====== Excerpt provided ======

There may be some small differences in how efficiently your body digests food at night than during the day but 2pm vs. 11pm is an incredibly minor optimization. It's like optimizing your array structures when you should be using a hash. The only timing optimization I've heard of which has some scientific backing is the glycogen/metabolic window thought that's exploited for those trying to gain weight.

I think the reason you often hear about the "don't eat at night" advice is that it's easy to do which is what people want to hear. Most people will fallaciously rather follow the advice of "Eat ice cream at 2pm instead of 11pm" than the advice of "Don't eat ice cream at all."

The reason that "don't eat at night" will sometimes appear to work is that people will naturally eat less when you cut out a huge block of time in which they can't eat.




Whoever taught you that has poor understanding of biochemistry. Ever heard of futile cycles? Heat dissipation in the mitochondria? Hormonal effects of food? Anabolic/catabolic foods? Let alone the short, medium and long terms effects on the transcriptome.

The major thing you don't understand is that what you do now has effects on your gene transcription over the next few months. Small changes can make huge differences not just in the short term, but longer term as well - in terms of your bodies energy efficiency (which you want to decrease if you are wanting to lose weight) and hormonal state (testo/corto relationships et al).

There is tons of research on timing of nutrients. Transcriptome effects of nutrients. Short term hormonal effects. Thermic effect of foods. Etc etc. If one nutrient causes a change in energy out, then that nutrient has less of an effect than one that doesn't. Therefore, some nutrients affect energy balance differently than others.

Tell me this if you still don't believe me: are there any foods or combinations of foods/timing that may cause a statistical difference in energy output in the short, medium and long term in humans?


Sorry trapper but your entire post here wreaks of someone trying to "bully" the reader. You throw out a lot of esoteric terms w/ little to back it up.

That said - are we even arguing about the same thing? You responded to my post that addressed the "eating at night" myth and you're going off on effects that food has "over the next few months."


Perhaps. I am sick of this "Yes, it is a myth. Calories in versus calories out. It's as simple as that." being portrayed by people as a fact. It's just not so simple, and it's wrong.

I could write long winded responses with references. The problem is you end up explaining most of biochemistry along with it, as the rabbit hole is truly deep. And people still don't get it, because most people even with undergrad degrees in biochem don't (you don't get to see the rabbit hole until you reach postgrad at most unis and read tons of papers).

It's kind of like trying to explain why functional programming is better than OO to someone who just uses excel.

None of the terminology used should be esoteric if you have studied biochemistry. Apologise for the tone, it is really frustrating seeing someone promote the same old myth.

====== Record excerpts ======

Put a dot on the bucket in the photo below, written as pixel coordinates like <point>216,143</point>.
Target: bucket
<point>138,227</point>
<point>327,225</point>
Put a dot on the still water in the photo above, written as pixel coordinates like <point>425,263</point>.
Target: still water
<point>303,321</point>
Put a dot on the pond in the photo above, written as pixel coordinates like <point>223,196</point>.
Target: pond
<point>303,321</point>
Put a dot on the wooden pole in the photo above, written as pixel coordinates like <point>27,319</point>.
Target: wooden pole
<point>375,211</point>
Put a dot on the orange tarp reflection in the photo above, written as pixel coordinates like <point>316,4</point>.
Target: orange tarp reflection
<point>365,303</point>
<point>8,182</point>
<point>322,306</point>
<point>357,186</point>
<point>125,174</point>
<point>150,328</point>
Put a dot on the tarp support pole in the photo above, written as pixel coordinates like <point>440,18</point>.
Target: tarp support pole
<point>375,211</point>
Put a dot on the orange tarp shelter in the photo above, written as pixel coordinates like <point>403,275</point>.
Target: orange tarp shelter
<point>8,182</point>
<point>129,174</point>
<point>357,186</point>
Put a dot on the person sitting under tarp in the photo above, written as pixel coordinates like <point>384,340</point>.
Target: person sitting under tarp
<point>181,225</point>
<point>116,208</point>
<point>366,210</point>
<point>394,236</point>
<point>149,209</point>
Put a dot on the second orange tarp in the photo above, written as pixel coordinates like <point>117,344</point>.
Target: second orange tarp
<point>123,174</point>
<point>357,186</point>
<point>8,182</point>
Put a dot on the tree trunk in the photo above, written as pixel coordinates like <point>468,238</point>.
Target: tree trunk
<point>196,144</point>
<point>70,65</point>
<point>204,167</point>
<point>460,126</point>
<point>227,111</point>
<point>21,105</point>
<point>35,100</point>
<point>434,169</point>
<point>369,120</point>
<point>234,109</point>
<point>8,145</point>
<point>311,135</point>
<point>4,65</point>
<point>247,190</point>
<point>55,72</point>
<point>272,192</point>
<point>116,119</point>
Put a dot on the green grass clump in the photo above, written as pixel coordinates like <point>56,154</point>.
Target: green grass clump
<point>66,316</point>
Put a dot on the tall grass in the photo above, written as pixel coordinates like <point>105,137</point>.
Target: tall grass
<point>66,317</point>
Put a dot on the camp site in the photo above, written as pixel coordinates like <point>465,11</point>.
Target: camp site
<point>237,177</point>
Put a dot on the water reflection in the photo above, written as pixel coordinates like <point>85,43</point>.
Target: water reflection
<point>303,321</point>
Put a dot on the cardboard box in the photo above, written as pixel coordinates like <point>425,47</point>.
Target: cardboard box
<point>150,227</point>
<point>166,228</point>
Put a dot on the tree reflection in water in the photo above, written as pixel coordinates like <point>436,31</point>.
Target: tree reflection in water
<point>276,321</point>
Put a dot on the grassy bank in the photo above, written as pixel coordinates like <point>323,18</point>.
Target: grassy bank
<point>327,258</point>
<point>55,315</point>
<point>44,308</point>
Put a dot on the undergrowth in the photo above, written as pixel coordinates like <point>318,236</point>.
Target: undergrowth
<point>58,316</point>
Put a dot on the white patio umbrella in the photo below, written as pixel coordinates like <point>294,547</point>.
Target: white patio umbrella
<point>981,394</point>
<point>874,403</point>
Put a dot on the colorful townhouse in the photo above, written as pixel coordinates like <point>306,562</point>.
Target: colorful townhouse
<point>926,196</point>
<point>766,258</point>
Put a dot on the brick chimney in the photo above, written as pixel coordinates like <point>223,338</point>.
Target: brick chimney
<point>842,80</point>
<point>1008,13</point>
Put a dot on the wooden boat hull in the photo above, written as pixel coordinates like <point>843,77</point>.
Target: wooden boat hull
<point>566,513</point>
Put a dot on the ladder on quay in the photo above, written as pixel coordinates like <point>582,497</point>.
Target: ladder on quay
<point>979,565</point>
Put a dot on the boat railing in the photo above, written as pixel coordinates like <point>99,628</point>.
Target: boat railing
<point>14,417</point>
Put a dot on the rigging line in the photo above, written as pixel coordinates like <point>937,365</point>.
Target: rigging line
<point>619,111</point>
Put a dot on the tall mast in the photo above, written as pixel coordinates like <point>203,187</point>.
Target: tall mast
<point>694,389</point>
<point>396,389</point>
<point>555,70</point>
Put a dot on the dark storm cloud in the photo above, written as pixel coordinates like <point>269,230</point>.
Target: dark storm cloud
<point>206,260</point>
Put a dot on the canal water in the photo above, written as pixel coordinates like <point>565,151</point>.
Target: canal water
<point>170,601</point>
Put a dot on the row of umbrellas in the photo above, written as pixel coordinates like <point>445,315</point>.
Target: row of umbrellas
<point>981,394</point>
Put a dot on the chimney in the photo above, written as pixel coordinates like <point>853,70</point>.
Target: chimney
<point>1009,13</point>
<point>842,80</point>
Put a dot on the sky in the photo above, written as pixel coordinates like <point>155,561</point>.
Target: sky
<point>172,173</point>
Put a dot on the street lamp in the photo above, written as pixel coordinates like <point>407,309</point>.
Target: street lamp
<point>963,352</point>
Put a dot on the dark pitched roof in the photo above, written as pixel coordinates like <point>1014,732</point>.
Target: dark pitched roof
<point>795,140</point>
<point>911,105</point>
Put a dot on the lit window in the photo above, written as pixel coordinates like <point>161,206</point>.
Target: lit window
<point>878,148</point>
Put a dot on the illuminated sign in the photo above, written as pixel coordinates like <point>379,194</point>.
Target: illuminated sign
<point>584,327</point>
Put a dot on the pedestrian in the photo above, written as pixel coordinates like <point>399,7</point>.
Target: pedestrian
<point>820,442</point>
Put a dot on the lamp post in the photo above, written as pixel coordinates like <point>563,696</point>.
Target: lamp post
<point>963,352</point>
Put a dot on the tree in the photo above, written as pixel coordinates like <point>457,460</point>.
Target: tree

======

**Problem details**: Reproduce the discussion about eating at night between "That said - are" and "and it's wrong.", inclusive, swapping "myth" for "misconception".

**Output of the exercise**:
That said - are we even arguing about the same thing? You responded to my post that addressed the "eating at night" misconception and you're going off on effects that food has "over the next few months."


Perhaps. I am sick of this "Yes, it is a misconception. Calories in versus calories out. It's as simple as that." being portrayed by people as a fact. It's just not so simple, and it's wrong.